[begin Input records]
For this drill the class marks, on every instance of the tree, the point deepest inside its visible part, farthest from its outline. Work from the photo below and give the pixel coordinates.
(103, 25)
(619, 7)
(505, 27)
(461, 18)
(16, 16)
[end Input records]
To do: Output every line of the data above word for word, with nothing changed.

Task answer:
For this drill the class marks, on every instance of the tree, the point deepest inside its visible part, farthest from its outline. Work from the photo below and give the pixel coordinates.
(103, 25)
(619, 7)
(505, 27)
(461, 18)
(16, 16)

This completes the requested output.